EXCERPTED TEXT:
☆ ☆ ☆ ☆ ☆ ☆ ☆

Materialism was growing by leaps and bounds. The technology revolution kicked off its fifteen-year-plus marathon and people started to expect more. Money began to flow. Lots of whiners made lots of dollars.

Those were the days of 10-15 percent raises and most (but not all of us) thought more was better than less. People were grasping for not just the brass ring but the golden one. Americans got onto a whirlpool that helped whiners blossom.

Whining is easy to acquire and much harder to give up. It’s a distasteful quality and some learned to do it with finesse. Others were plain irritating. What possessed people to acquire such a tactic, which is known as a childish tool for attention?

By its nature whining implies a negative emotion. It unleashes a sort of guttural sound that rubs chalk across the blackboard of the senses. In this state of grumpiness the grousing becomes contagiously clear.

Whining was such an omnipresent trend that buttons were made with an anti-whining symbol. I wore one as a protest, but only those near and dear to me got why.

☆ ☆ ☆ ☆ ☆ ☆ ☆

Data pulled from a collection
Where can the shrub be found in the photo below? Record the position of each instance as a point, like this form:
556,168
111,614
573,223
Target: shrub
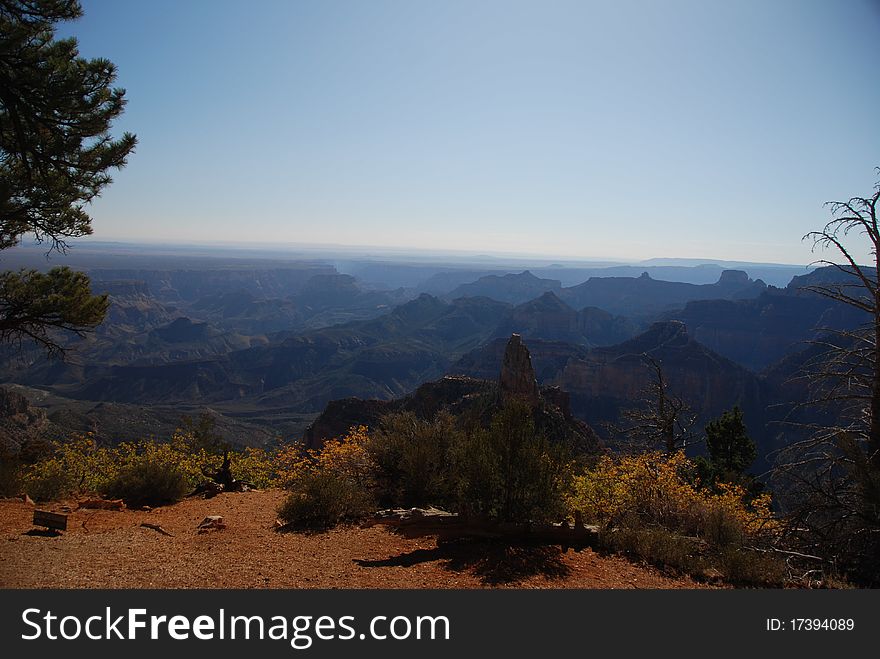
152,474
11,473
509,471
659,489
651,505
330,485
72,467
255,466
412,459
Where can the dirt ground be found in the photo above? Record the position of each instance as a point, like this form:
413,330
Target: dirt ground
110,549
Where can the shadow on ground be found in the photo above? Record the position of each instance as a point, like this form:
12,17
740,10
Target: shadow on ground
494,563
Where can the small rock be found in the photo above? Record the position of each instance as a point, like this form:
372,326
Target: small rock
212,523
103,504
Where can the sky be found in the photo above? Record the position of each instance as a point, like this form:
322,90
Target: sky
623,130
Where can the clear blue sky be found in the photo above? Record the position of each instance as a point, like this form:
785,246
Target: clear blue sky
691,128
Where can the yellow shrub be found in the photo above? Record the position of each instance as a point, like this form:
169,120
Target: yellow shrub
327,485
656,489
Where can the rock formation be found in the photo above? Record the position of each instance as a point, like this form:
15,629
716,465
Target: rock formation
517,375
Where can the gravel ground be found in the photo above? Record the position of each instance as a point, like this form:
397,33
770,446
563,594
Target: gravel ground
110,549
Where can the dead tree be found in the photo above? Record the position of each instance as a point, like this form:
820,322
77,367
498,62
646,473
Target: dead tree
664,420
832,478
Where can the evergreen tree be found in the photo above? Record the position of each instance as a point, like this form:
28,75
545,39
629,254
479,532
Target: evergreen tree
56,109
731,450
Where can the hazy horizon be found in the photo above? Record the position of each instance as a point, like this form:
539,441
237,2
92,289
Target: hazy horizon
294,249
620,131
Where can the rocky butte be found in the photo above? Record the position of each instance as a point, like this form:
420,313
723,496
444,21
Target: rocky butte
517,375
466,398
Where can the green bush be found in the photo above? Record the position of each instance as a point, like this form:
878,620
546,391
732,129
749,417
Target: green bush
509,471
320,500
71,468
154,475
10,473
412,459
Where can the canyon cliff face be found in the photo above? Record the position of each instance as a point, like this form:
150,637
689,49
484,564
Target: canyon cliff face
759,332
608,380
470,400
517,375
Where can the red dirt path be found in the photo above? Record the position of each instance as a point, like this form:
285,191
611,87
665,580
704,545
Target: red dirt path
110,549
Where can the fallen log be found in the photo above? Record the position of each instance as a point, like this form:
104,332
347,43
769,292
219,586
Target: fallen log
420,522
156,527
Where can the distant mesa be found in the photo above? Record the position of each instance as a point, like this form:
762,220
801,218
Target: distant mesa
182,330
734,277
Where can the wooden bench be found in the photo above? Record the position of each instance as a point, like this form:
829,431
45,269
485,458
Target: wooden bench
54,521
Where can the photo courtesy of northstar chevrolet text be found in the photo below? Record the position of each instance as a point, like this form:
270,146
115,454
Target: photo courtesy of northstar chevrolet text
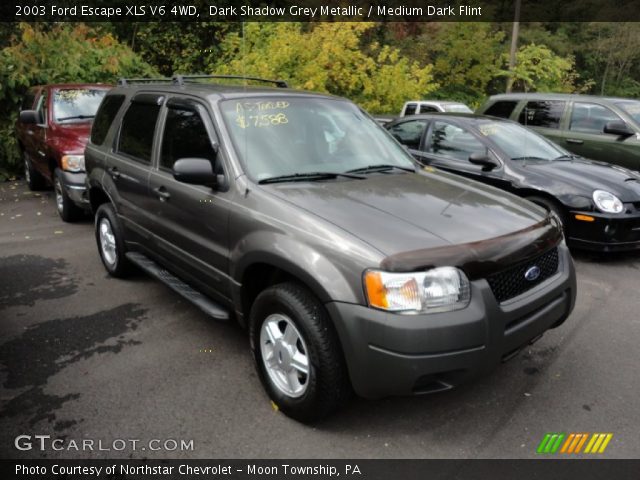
306,239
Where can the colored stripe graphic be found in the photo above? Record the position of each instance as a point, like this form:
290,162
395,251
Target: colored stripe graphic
573,443
598,443
550,443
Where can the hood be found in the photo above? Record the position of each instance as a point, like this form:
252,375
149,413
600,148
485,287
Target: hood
71,137
397,213
585,176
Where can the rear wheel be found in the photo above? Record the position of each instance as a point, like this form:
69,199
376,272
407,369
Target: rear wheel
68,211
34,180
297,352
111,241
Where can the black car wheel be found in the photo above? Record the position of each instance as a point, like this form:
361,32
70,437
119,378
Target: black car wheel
68,211
34,180
111,241
297,352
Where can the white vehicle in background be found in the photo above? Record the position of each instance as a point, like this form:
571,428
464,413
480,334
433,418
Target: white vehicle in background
416,107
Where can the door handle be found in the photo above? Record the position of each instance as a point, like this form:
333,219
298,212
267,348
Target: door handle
162,193
115,174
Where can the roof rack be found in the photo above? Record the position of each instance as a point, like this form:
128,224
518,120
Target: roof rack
181,79
128,81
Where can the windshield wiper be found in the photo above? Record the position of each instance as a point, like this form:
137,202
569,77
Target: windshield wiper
74,117
532,158
567,157
309,176
380,168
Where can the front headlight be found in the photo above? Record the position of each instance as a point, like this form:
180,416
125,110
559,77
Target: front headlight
441,289
73,163
607,202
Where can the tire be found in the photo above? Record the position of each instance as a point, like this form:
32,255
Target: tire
289,314
111,242
34,180
68,211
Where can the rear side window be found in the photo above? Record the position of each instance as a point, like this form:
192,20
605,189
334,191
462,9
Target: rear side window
454,142
502,109
410,109
138,127
185,136
27,100
546,113
591,118
104,118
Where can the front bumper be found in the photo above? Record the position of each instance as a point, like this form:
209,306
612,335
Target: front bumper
391,354
75,187
607,233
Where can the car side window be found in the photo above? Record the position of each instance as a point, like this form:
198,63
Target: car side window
591,118
27,100
453,142
42,108
427,109
185,136
410,109
502,109
104,117
409,133
542,113
137,130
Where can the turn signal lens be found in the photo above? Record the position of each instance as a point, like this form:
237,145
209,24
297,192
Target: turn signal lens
73,163
441,289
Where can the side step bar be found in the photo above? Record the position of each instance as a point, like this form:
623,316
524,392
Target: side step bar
174,283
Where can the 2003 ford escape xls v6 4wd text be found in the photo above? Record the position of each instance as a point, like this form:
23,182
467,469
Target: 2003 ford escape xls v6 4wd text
295,213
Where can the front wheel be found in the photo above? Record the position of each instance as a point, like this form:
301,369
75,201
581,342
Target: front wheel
297,352
34,180
111,241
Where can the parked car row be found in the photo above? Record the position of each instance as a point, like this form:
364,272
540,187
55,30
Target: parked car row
52,132
352,266
599,128
598,203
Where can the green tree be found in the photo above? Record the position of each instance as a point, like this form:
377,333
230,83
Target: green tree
59,53
539,69
467,57
327,57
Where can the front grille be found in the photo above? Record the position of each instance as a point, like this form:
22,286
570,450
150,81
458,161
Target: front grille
512,282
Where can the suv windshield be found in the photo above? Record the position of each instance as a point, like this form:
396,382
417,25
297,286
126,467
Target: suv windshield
632,108
520,143
76,104
457,108
276,136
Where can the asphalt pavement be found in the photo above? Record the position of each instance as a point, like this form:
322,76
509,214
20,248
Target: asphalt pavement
87,357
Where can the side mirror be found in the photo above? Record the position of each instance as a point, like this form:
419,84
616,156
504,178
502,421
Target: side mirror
195,171
618,128
484,160
29,117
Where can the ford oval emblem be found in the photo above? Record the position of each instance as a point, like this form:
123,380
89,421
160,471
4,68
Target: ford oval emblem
532,273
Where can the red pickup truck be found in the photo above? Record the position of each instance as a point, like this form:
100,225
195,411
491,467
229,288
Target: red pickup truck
52,131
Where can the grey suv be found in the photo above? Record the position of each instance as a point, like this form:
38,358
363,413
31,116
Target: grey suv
297,215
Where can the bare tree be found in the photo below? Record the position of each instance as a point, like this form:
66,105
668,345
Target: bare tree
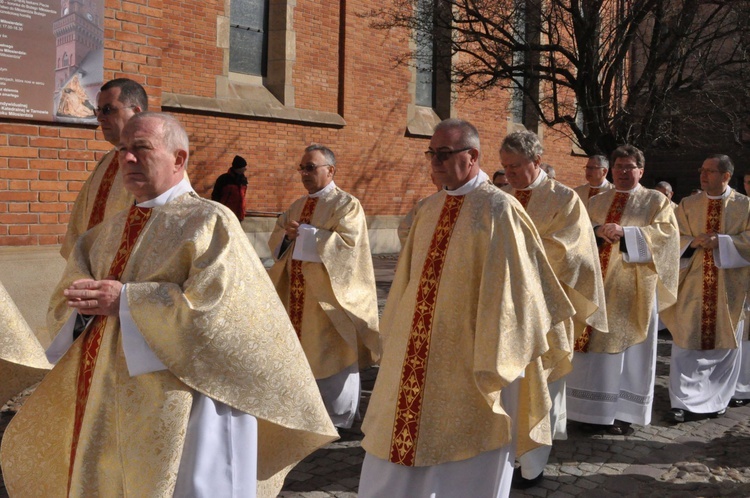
609,71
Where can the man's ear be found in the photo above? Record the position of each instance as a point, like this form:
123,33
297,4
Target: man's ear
180,159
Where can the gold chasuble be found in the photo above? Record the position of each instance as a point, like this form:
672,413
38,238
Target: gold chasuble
467,314
101,196
200,296
630,287
22,360
564,226
333,304
586,191
711,300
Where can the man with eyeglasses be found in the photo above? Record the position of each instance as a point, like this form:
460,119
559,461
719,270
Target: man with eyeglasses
707,321
565,228
324,276
189,380
612,383
103,194
461,382
596,177
666,189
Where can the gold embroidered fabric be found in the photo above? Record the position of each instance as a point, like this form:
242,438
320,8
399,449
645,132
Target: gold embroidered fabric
201,298
497,297
684,318
117,199
586,192
563,223
22,360
340,313
630,287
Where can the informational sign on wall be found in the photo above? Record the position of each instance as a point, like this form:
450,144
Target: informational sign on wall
51,59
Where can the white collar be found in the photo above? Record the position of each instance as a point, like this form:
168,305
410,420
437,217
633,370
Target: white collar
324,190
723,195
168,196
470,185
604,184
539,179
632,190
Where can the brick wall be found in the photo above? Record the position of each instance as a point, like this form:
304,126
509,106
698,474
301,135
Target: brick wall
171,46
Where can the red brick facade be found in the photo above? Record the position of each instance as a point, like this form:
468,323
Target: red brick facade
170,46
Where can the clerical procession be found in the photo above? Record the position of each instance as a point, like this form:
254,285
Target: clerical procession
180,365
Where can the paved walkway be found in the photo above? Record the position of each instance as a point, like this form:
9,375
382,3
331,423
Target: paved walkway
706,458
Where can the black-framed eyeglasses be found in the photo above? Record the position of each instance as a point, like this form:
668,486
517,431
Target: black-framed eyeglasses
709,171
110,109
443,155
310,167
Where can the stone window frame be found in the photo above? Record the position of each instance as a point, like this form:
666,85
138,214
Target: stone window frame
269,97
421,120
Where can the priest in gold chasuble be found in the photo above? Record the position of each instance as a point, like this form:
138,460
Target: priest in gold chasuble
462,382
613,376
708,319
103,194
188,379
324,276
596,179
22,360
564,226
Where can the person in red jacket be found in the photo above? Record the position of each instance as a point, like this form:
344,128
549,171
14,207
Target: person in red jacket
230,187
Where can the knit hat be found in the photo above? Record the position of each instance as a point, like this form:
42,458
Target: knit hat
238,162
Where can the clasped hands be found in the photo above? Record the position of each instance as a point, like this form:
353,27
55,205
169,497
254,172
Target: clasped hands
610,232
95,297
706,241
292,229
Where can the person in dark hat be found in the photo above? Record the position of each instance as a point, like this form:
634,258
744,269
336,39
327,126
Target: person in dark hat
230,187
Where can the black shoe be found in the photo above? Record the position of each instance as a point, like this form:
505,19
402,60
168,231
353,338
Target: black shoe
718,414
520,482
620,428
676,415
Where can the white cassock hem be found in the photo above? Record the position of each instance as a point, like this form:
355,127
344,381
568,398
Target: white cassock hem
742,390
532,463
605,387
703,381
341,393
487,475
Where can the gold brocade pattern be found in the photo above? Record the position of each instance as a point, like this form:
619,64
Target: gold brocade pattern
497,297
569,242
102,193
414,370
117,199
640,286
340,310
614,215
92,341
297,279
710,279
523,197
685,319
200,297
22,360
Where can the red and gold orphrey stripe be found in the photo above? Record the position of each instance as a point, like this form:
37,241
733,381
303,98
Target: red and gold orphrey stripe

☆ ☆ ☆ ☆ ☆ ☆ ☆

DIRECTIONS:
1. Can you reproduce the passage on whining between "By its nature" and "becomes contagiously clear.", inclusive, word for word?
2. Which lines in the records contain the string "mirror"? Gather every one of them in full.

ANSWERS TO THE PROBLEMS:
1.
By its nature whining implies a negative emotion. It unleashes a sort of guttural sound that rubs chalk across the blackboard of the senses. In this state of grumpiness the grousing becomes contagiously clear.

2.
Where can the side mirror be found in the photo above? Record the position of each instance as a point, like this form:
Target: side mirror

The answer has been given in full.